→ YOUR INSTRUCTIONS:
Transcribe each record as written.

──────── MATERIAL SUPPLIED ────────

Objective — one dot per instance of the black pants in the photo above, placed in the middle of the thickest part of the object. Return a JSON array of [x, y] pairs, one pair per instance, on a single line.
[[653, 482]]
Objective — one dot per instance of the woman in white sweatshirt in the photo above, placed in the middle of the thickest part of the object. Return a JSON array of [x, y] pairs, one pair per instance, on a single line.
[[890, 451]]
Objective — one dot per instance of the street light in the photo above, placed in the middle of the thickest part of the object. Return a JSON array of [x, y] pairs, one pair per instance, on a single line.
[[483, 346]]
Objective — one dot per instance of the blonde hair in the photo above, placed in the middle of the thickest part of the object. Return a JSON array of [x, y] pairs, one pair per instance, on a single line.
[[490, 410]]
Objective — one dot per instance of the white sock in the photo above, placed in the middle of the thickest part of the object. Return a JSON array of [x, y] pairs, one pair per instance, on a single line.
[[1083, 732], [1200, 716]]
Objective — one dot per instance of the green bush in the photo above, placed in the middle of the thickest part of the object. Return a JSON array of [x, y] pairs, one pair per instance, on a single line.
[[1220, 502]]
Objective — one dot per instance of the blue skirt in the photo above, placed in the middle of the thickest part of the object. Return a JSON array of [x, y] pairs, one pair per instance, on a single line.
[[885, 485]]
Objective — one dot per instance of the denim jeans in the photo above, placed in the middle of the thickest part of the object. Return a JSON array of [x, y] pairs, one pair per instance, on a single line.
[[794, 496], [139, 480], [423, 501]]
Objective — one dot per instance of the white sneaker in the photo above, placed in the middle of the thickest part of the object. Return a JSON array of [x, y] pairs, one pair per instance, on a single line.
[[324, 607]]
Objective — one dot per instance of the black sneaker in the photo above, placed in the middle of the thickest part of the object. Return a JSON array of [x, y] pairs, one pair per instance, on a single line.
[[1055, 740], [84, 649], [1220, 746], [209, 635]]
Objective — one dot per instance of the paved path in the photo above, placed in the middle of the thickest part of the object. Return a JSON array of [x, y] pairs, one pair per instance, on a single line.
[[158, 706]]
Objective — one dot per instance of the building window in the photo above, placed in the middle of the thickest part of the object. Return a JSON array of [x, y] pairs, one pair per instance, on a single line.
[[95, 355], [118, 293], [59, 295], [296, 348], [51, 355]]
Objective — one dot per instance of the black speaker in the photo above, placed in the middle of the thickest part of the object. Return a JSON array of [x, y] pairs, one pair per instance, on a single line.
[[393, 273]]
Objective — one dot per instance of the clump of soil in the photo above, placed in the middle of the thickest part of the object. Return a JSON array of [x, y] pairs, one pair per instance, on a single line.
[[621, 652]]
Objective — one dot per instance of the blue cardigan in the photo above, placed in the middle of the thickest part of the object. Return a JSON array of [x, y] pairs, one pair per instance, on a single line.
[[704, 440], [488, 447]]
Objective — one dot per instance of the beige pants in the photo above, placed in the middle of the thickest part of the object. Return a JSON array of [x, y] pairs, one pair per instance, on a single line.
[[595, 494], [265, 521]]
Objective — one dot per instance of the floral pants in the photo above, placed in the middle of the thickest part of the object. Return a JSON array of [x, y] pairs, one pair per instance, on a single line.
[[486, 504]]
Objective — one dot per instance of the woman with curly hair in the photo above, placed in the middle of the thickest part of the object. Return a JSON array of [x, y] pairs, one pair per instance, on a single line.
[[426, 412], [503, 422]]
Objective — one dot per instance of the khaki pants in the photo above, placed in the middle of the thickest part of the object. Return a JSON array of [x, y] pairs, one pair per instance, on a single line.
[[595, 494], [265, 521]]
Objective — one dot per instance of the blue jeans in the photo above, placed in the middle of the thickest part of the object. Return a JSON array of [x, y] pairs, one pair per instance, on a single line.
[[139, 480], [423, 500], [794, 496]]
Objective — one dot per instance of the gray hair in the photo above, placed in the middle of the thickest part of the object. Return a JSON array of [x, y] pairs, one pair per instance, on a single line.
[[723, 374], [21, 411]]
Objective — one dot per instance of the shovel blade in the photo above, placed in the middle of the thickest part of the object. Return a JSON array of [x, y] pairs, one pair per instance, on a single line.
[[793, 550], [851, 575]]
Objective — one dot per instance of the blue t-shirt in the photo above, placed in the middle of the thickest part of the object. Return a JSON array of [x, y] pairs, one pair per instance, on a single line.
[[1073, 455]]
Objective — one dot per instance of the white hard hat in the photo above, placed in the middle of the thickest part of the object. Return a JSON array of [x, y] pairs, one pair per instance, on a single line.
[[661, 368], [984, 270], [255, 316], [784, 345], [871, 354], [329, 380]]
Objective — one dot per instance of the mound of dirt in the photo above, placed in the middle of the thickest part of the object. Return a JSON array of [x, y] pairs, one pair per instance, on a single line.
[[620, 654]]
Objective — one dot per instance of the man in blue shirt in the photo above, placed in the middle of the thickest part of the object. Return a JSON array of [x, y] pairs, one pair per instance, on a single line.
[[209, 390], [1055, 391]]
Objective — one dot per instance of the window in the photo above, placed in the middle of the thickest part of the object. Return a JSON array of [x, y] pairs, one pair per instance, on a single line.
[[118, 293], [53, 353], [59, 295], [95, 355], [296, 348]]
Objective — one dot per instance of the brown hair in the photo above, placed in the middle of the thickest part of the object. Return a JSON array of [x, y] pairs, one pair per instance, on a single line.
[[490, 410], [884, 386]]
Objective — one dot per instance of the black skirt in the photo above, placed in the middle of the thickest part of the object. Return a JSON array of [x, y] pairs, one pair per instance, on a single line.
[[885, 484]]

────────

→ ANSWER SECTION:
Objective — one dot per instance of the black pants in the photo above, placed in the middle of the thickest part of the object. Return a JSON array of [x, y] pairs, one pair per instance, on a single line.
[[653, 482]]
Objective — one dot per instance of the woman in white sweatshirt in the photo above, placed in the middle of the thickest part of the object. Return a JSON array of [x, y] pairs, one pair per instance, on a single line.
[[890, 451]]
Objective — one dot per instance of the street light in the photo above, placed in the middle of the thickest part of the object. Return a JSON array of [x, y] pairs, one pair per instance, on a single line.
[[483, 346]]
Objective — one dot per instance of the blonde hair in the photo above, placed in the middle of the thickest part of the object. Return a JSON array of [x, y] pairs, one pair per instance, on a single line.
[[490, 410]]
Objective — one dot per instance of the white sock in the photo above, placed in the middle of the thickest part of the object. Return a JSON array of [x, y] pairs, one pair per instance, on a single line.
[[1083, 732], [1200, 716]]
Objective — one dot per instance of the green bush in the photo above, placed in the middle of the thickest part of the object. Return a JSON array of [x, y] pairs, one pair per instance, on a single line.
[[1220, 502]]
Objective — one dot per instance of the blue skirt in the photo above, placed in the middle of the thickest part of the object. Return a JSON array of [x, y] pairs, one pair per instance, on a single line.
[[885, 485]]
Objective — one dot per instance of the denim jeans in the photo above, placed in the middle of the thickest part of the object. Return a JSON array of [x, y] pairs, one pair per instance, on a single line.
[[794, 496], [139, 480], [423, 501]]
Objective — one dot per instance of the white sneaker in the photo above, placed in the middle of the thickest part of the object. Return a JSON array of [x, y] pairs, one pair per instance, on a single line.
[[324, 607]]
Objective — one dot per instance of the black sneaker in the photo above, placed in the middle of the thickest part of the object. Return a JSON array of [x, y] pairs, one pair per instance, on a single line.
[[1055, 740], [84, 649], [1220, 746], [209, 635]]
Objective — one dot per instance of the paved path in the photo above, placed in the middle of the thickest part of the object. Return a JSON array of [x, y] pairs, one pair per instance, on a single line.
[[158, 706]]
Objective — one dot per instance of the building window in the photo above, placed in the middle of the thickest part of the object. Return a JSON array of [x, y] pairs, one pair per instance, on a single line.
[[95, 355], [118, 293], [59, 295], [296, 348], [51, 355]]
Objective — one dot per instance of the black speaker in the photo above, placed in the middle of the thickest part of the object. Return a JSON array of [x, y] pairs, one pair per instance, on a single line.
[[393, 273]]
Objective — one dot per instance of the clump of soil in the photo above, placed in the middle of the thickest part of the object. Return a JSON array of [x, y] pairs, one pair per instance, on a single line.
[[621, 652]]
Objective — one dot per instance of the blue cardigan in the photo above, placed in the middle of the thickest part of the object. Return a JSON array of [x, y] pairs, one pair per instance, on a single line.
[[704, 440], [488, 447]]
Objective — one dot per instance of the beige pants in the photo above, placed in the middle of the thickest part of the object. Return a JSON array of [x, y] pairs, one pair per instance, on a single line.
[[595, 494], [265, 521]]
Objective — one dot per instance of the floral pants in the photo above, placed in the middle of the thickest part of the object. Return a JSON array of [x, y] pairs, one pair per instance, on a single line.
[[486, 504]]
Objective — one dot per instance of the woman with curly hair in the photo above, placed in the middle of the thickest part of the object. Return a JSON array of [x, y] pairs, one pair per instance, on a single line.
[[426, 412], [503, 422]]
Objective — one dot per instance of the khaki pants in the photo above, placed in the middle of the thickest part of the object. Return a JSON array of [x, y] pairs, one pair per instance, on a single line.
[[595, 494], [265, 521]]
Objective — one dot per instance of the blue jeans in the photo above, placed in the middle of the thickest part of the object. Return a JSON array of [x, y] pairs, one pair per instance, on a single line.
[[139, 480], [423, 500], [794, 496]]
Objective — one dot per instance of the gray hair in the photo above, placed in the middle of the thickest part of the object. Return a JSON array of [x, y] pairs, one pair per instance, on a single line.
[[723, 374], [21, 411]]
Objective — one dot per instance of the shovel blade in the photo above, placed in the middle of the thickest part of the object. Return a JSON array of [x, y] pairs, one pair per instance, on a single line.
[[793, 550], [851, 575]]
Objective — one dot per instance of the blue t-shirt in the photo above, placed in the middle of the thickest part of the object. Return a JSON array of [x, y] pairs, one pair per instance, on a single line.
[[1073, 455]]
Objective — one dot per instance of the white hard hat in the photo above, placed in the middle of the thickest part of the object. Return a JSON array of [x, y] pairs, one pair per instance, on a single line.
[[661, 368], [984, 270], [255, 316], [784, 345], [871, 354], [329, 380]]
Objective — one dot per instance of the mound of dirt in the photo above, placed in the middle of the thickest part of the object. Return a JSON array of [x, y] pairs, one pair per instance, on a single line.
[[620, 654]]
Objective — one dot per instance of the man in blue shirt in the photo above, placed in the middle of the thickest part of the object. Return a JSON array of [x, y] pairs, one pair per instance, on a single line.
[[209, 390], [1055, 391]]
Objective — one dot per instance of the window in the photo above, placed in the middle of the thickest part of the object. Return a JSON array of [x, y] pairs, one pair per instance, on a single line.
[[118, 293], [53, 353], [59, 295], [95, 355], [296, 348]]
Objective — one dot per instance of the brown hair in the photo above, placed in the middle of the thickest part of the object. Return a JSON array of [x, y] pairs, one pair per instance, on a single line.
[[490, 410], [884, 386]]
Objective — one dot per instance of the black skirt in the photo above, placed in the middle of the thickest part of the object. Return a JSON array of [x, y] pairs, one pair per instance, on a single line.
[[885, 484]]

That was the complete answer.